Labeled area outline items
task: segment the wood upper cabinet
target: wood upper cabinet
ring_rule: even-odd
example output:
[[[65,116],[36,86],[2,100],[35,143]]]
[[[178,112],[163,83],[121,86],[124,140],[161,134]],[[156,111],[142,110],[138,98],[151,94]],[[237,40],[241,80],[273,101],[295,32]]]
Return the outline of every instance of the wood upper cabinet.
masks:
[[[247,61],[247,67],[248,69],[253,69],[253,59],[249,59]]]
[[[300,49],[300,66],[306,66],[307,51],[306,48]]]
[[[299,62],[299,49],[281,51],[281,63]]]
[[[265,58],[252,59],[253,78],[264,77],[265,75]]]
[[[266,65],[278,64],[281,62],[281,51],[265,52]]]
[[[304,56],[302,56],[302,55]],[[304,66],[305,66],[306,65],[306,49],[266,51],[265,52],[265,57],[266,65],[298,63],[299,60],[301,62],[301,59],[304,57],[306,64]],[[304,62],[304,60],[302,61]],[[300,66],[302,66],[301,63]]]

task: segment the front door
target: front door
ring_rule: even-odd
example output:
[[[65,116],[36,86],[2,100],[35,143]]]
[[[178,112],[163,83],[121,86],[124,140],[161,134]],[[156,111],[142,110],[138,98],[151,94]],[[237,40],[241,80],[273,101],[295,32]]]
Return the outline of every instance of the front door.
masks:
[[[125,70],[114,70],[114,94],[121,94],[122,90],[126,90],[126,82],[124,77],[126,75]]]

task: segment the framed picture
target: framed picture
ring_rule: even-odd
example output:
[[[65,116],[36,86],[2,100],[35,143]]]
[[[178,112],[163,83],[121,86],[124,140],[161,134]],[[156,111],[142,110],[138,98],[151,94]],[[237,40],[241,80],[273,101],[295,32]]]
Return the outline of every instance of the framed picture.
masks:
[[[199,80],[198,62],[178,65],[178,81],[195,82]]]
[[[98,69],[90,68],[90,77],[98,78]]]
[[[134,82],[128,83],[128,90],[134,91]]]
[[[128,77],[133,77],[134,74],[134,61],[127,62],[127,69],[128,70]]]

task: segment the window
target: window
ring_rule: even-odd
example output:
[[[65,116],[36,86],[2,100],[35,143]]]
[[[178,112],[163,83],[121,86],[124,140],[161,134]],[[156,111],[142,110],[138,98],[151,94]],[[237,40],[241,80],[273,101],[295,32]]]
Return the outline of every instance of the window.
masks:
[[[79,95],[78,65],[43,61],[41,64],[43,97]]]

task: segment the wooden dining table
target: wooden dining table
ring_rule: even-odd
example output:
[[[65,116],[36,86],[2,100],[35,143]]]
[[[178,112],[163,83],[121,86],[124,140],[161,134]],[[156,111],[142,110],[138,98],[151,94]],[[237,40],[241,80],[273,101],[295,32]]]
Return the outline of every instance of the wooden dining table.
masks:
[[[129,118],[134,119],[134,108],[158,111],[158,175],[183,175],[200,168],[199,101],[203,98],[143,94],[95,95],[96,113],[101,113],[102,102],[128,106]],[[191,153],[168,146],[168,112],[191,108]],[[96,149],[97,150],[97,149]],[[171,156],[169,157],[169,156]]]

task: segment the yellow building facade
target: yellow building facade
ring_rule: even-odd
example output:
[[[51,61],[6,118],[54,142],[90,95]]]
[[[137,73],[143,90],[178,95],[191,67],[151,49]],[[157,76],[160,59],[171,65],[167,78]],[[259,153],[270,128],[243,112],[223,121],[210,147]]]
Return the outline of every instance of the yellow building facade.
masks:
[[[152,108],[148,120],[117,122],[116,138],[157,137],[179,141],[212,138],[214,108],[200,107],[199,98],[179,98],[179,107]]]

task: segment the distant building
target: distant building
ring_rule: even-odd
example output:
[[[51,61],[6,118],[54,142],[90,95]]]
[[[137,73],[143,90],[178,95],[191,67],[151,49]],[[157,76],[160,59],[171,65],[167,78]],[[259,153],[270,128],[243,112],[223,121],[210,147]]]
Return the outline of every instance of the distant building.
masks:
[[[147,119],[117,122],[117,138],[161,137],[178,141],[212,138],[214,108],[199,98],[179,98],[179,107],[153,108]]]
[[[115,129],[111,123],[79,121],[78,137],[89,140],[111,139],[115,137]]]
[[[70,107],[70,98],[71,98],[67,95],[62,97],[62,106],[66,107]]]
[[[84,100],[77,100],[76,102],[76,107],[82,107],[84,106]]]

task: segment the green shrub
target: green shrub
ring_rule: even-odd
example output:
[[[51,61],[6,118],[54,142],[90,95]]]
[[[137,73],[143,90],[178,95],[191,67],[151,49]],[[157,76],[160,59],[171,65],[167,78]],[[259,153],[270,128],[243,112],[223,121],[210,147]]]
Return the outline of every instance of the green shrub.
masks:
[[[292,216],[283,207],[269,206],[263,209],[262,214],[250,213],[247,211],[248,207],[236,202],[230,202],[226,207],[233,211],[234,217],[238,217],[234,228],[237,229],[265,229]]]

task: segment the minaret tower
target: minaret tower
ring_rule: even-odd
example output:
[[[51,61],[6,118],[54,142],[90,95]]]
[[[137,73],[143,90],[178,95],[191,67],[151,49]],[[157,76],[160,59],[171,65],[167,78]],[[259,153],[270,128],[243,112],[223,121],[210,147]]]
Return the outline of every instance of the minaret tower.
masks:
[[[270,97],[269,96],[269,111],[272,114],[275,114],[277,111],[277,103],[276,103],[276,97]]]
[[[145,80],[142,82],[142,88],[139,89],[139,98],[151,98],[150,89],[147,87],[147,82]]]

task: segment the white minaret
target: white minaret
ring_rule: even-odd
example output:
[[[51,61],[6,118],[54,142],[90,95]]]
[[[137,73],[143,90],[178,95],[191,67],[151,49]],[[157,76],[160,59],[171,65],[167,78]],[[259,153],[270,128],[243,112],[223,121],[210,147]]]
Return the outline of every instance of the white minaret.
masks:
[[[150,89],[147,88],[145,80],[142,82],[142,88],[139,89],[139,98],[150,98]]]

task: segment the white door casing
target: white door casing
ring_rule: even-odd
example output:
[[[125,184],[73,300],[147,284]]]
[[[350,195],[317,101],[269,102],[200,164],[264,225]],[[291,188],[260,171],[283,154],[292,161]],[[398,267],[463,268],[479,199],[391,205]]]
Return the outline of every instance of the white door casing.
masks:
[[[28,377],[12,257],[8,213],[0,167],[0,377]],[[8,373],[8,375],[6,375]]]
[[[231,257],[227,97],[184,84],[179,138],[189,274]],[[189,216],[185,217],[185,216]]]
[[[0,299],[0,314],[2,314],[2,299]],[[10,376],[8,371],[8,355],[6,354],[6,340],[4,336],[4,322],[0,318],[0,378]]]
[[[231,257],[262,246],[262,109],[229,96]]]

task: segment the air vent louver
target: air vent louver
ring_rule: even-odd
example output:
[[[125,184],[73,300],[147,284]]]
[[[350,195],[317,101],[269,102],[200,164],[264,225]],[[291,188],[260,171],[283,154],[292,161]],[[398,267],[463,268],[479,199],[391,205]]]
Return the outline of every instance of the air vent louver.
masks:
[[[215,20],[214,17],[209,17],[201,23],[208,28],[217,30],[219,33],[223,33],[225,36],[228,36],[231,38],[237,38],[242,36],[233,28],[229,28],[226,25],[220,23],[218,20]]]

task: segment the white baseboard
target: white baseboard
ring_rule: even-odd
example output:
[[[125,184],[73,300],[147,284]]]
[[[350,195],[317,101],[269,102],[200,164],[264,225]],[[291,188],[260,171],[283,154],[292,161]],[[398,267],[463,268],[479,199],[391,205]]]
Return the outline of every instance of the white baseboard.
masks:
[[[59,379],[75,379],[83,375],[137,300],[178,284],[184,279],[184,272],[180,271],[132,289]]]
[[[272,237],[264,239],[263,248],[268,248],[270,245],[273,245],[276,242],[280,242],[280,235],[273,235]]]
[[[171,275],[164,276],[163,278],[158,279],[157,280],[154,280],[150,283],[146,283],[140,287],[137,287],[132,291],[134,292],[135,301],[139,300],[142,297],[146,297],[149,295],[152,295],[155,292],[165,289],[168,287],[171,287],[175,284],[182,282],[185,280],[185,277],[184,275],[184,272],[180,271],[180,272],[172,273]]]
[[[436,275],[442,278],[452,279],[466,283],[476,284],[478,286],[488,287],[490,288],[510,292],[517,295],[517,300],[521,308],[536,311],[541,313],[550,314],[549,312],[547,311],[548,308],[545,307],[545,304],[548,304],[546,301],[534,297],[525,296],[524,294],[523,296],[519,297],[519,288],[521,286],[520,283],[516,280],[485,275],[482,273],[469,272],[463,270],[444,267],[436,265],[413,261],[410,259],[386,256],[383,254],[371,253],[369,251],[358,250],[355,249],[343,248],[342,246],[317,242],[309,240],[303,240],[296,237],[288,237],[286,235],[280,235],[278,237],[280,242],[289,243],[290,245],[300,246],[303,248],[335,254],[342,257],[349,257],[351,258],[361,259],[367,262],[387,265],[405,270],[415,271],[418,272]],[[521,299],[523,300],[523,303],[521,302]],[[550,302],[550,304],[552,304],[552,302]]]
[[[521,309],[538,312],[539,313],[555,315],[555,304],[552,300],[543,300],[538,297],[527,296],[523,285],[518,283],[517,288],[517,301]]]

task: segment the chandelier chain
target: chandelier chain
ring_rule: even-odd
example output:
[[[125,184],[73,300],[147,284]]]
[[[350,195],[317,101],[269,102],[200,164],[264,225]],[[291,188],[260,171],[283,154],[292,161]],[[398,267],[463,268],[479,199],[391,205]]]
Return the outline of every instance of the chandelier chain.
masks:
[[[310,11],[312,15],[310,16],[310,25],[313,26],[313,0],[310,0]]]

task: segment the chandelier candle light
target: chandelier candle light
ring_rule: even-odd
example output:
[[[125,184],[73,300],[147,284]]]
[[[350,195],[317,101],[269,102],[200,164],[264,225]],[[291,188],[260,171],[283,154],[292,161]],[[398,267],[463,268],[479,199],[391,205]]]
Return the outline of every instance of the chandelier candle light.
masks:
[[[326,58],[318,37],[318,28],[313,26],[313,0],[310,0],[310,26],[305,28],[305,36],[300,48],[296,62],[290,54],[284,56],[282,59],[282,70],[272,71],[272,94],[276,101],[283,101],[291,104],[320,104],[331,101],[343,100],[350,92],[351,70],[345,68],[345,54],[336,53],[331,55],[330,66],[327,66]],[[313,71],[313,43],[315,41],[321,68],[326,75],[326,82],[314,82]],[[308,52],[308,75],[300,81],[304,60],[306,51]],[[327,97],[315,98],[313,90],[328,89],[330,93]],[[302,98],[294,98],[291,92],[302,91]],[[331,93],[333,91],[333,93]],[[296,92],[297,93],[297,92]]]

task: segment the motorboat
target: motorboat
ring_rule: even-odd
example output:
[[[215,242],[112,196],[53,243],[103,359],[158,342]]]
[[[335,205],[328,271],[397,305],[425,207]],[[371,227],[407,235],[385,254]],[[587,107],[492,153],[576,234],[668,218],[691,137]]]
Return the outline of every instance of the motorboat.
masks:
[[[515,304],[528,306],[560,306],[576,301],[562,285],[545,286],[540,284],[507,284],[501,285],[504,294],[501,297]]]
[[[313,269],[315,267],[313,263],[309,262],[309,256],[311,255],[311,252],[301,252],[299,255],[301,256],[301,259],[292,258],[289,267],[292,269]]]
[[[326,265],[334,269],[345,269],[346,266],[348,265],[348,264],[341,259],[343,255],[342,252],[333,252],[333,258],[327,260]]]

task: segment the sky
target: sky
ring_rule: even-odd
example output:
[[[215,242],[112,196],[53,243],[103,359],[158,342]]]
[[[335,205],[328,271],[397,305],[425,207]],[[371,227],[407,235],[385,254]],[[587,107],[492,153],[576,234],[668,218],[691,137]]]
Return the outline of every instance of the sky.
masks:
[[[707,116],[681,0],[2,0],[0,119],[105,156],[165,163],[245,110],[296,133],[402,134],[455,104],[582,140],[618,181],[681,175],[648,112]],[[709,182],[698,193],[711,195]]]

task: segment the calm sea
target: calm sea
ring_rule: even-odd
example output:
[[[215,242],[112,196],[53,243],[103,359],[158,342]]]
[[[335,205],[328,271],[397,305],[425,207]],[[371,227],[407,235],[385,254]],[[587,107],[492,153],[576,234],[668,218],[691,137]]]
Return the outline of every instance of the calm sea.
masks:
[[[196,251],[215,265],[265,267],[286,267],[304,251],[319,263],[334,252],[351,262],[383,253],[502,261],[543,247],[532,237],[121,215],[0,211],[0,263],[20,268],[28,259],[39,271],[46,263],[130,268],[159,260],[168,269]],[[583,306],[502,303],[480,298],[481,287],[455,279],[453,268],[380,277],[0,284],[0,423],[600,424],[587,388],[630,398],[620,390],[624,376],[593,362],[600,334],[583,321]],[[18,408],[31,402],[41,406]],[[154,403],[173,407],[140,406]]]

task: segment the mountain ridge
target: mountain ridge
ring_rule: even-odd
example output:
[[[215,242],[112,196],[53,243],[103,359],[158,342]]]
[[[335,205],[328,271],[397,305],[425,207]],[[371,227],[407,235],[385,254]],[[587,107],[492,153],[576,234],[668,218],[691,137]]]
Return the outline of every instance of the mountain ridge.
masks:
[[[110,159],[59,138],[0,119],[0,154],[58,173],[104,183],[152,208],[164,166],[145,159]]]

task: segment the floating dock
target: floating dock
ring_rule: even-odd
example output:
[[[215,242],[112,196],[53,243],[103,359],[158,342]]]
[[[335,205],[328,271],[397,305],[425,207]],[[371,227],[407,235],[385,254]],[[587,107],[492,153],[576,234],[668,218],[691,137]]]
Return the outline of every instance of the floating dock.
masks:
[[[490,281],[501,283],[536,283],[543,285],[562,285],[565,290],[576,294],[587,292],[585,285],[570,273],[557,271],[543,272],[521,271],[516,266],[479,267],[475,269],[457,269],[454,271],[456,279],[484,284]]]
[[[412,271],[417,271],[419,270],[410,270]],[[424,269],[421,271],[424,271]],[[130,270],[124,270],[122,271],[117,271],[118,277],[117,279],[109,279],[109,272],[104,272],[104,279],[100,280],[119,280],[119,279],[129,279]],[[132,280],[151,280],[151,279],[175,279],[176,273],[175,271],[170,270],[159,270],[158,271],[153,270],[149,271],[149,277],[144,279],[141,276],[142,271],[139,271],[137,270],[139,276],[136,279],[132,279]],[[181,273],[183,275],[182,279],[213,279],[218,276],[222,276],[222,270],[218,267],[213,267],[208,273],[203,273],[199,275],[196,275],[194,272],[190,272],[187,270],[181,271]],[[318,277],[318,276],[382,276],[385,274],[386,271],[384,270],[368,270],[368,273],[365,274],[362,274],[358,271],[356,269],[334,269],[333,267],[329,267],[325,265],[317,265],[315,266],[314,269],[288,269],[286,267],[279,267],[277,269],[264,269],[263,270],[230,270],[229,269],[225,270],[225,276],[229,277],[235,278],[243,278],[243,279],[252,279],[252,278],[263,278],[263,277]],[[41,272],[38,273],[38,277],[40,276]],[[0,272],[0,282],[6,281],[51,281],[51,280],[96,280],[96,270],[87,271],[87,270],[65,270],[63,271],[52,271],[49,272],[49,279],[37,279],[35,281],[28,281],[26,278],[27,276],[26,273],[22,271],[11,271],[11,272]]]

**Your goal**: Write out the items again, from the line with "task: segment the window" up to and including the line with "[[[79,95],[78,65],[43,61],[41,64],[43,97]]]", with the requests included. Scale every coordinate in the answer outlines by 1.95 and round to whole numbers, halves up, leaving all other numbers unchanged.

**Correct answer**:
task: segment the window
target: window
ring_rule: even-odd
example output:
[[[65,116],[36,86],[2,100],[35,143]]]
[[[178,112],[163,83],[121,86],[124,140],[161,134]],[[156,111],[142,110],[138,98],[151,94]],[[237,40],[241,80],[273,101],[295,32]]]
Return the outline of every instance of the window.
masks:
[[[154,185],[152,127],[84,119],[80,125],[84,189]]]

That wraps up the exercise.